* [Texto de lectura]
----

Guy Delisle es uno de esos autores a los que injustamente hemos circunscrito a un solo género, merced al gran grabajo que hizo en obras como Shenzen, Crónicas birmanas o Crónicas de Jerusalén, donde puso de manifiesto su talento para unir el formato de la novela gráfica con un tono más periodístico y documental. Antes de que las televisiones occidentales se pudieran adentrar en el misterio comunista que era Corea del Norte, Delisle ya había publicado Pyongyang, una crónica de su experiencia en el hermético país oriental como supervisor de un estudio de animación, que le permitía pintar un fresco tan asombroso como devastador del país.
Pero el autor canadiense no se ha limitado a este terreno, y además de otras obras como Guía del mal padre, en la recientemente editada novela gráfica Escapar: Historia de un rehén (Astiberri), podemos ver como Delisle se adentra en otros terrenos narrativos con buena nota.
En Escapar, Delisle cuenta la historia de Christophe André, cooperante de una ONG médica en Chechenia que fue secuestrado. Corría el año 1997 y tenía la mala suerte de que era su primera misión humanitaria. Su cautiverio iba a durar más de cien días, pero como él mismo dice “ser rehén es peor que estar en la cárcel. En la cárcel sabes por qué estás allí y en qué fecha saldrás. Cuando eres rehén no tienes nada.”
Guy Delisle, que ya había mostrado interés por el trabajo de misiones internacionales en otros trabajos anteriores (está casado con una doctora de Médicos Sin Fronteras), se entrevistó varias veces con André para poder contar su historia. Para ello, opta por un enfoque diferente al de sus obras más conocidas. En esta ocasión, su trazo se hace más realista, a la vez que más esencial: su natural estilo caricaturesco da paso a uno más frugal pero aún así más contudente. Recuerda en su economía de medios, y al trazo sobrio, a un David Mazzucchelli. La elección del color es también muy precisa: tan sólo un azul y un gris marronoso son los tonos elegidos para la historia.

----

Entradas del conjunto de datos
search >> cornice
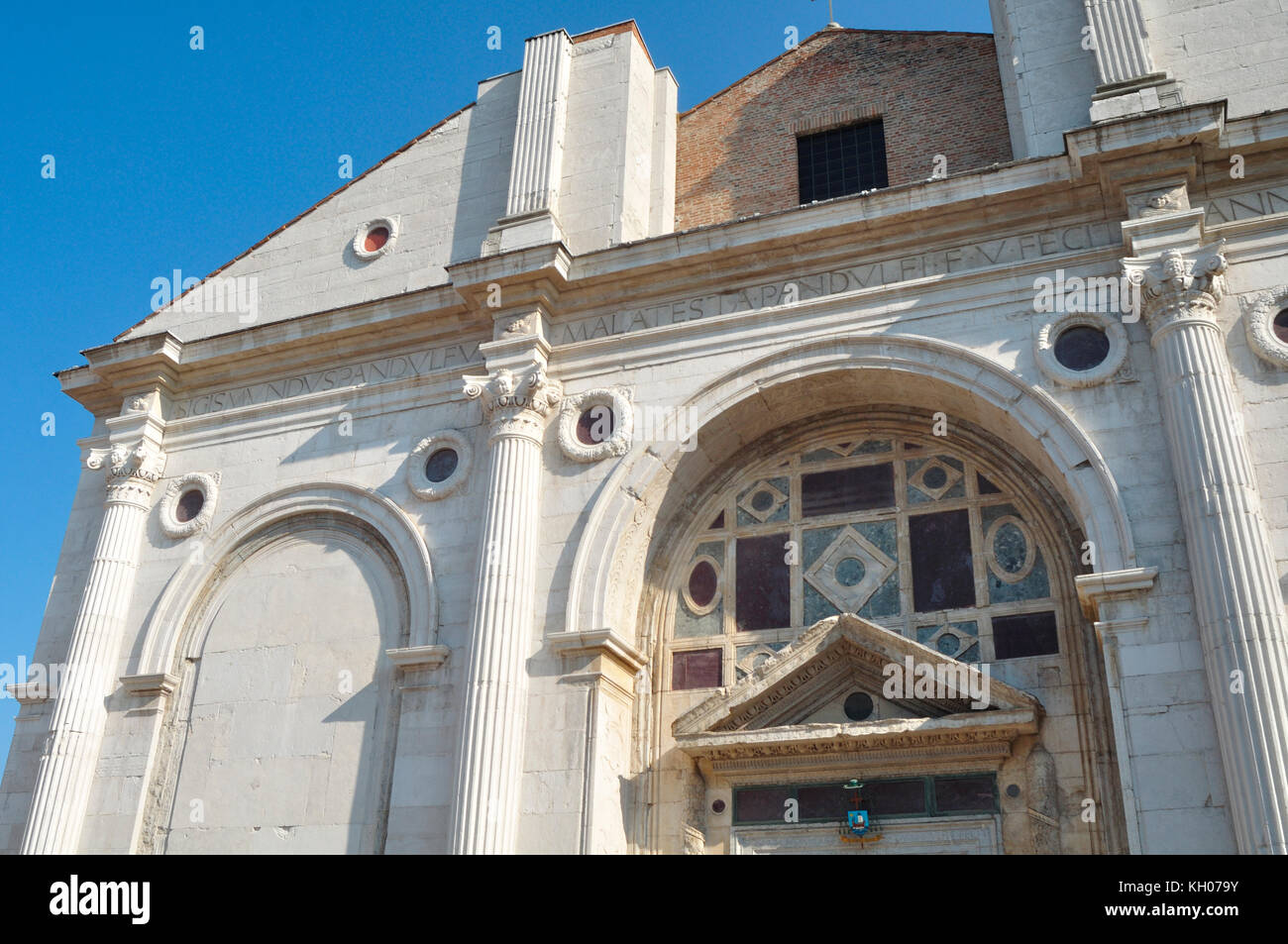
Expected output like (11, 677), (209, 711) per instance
(675, 707), (1040, 760)
(1073, 567), (1158, 621)
(54, 286), (482, 416)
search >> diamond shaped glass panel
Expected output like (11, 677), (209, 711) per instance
(805, 528), (897, 613)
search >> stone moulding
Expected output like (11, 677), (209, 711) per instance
(159, 472), (220, 538)
(559, 387), (635, 463)
(673, 614), (1043, 760)
(1239, 284), (1288, 367)
(352, 216), (398, 262)
(406, 429), (474, 501)
(4, 682), (53, 704)
(1035, 312), (1128, 387)
(548, 630), (648, 674)
(128, 481), (438, 692)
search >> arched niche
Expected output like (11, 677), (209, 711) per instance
(130, 481), (438, 679)
(125, 483), (437, 853)
(566, 336), (1136, 645)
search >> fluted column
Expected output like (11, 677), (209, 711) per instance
(505, 30), (572, 216)
(1126, 244), (1288, 854)
(452, 339), (559, 854)
(22, 435), (164, 854)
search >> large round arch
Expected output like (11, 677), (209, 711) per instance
(128, 481), (437, 853)
(564, 335), (1136, 643)
(132, 481), (438, 677)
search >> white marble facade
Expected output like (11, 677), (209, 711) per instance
(0, 0), (1288, 854)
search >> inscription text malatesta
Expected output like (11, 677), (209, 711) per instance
(170, 342), (482, 420)
(555, 223), (1121, 344)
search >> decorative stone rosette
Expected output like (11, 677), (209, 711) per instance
(161, 472), (220, 538)
(406, 429), (474, 501)
(1239, 284), (1288, 367)
(559, 387), (635, 463)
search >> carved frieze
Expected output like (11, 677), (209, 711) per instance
(1239, 284), (1288, 367)
(85, 439), (166, 506)
(1124, 240), (1227, 338)
(465, 364), (563, 438)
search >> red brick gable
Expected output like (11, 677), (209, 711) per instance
(675, 30), (1012, 229)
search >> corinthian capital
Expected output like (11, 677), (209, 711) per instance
(465, 364), (563, 430)
(85, 439), (166, 503)
(1124, 240), (1225, 335)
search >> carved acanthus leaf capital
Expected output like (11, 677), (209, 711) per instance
(465, 365), (563, 420)
(1124, 240), (1227, 332)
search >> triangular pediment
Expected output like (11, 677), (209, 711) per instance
(673, 614), (1042, 754)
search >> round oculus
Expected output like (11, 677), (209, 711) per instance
(845, 691), (875, 721)
(425, 447), (461, 483)
(1055, 325), (1109, 370)
(577, 403), (613, 446)
(174, 488), (206, 524)
(362, 224), (389, 253)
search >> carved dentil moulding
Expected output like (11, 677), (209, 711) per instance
(1239, 284), (1288, 367)
(160, 472), (220, 538)
(465, 365), (563, 442)
(1124, 240), (1227, 335)
(85, 439), (166, 505)
(406, 429), (474, 501)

----

* [Lista de actividades]
1/ Según el texto sobre la novela gráfica Escapar, ¿qué dos colores se eligieron para la historia?
2/ Reproduce el fragmento del texto sobre la novela gráfica Escapar que comienza en las palabras "Guy Delisle, que" y termina después de "para la historia.".

* [Respuestas dadas]
1/ Un azul y un gris marronoso.

2/
Guy Delisle, que ya había mostrado interés por el trabajo de misiones internacionales en otros trabajos anteriores (está casado con una doctora de Médicos Sin Fronteras), se entrevistó varias veces con André para poder contar su historia. Para ello, opta por un enfoque diferente al de sus obras más conocidas. En esta ocasión, su trazo se hace más realista, a la vez que más esencial: su natural estilo caricaturesco da paso a uno más frugal pero aún así más contudente. Recuerda en su economía de medios, y al trazo sobrio, a un David Mazzucchelli. La elección del color es también muy precisa: tan sólo un azul y un gris marronoso son los tonos elegidos para la historia.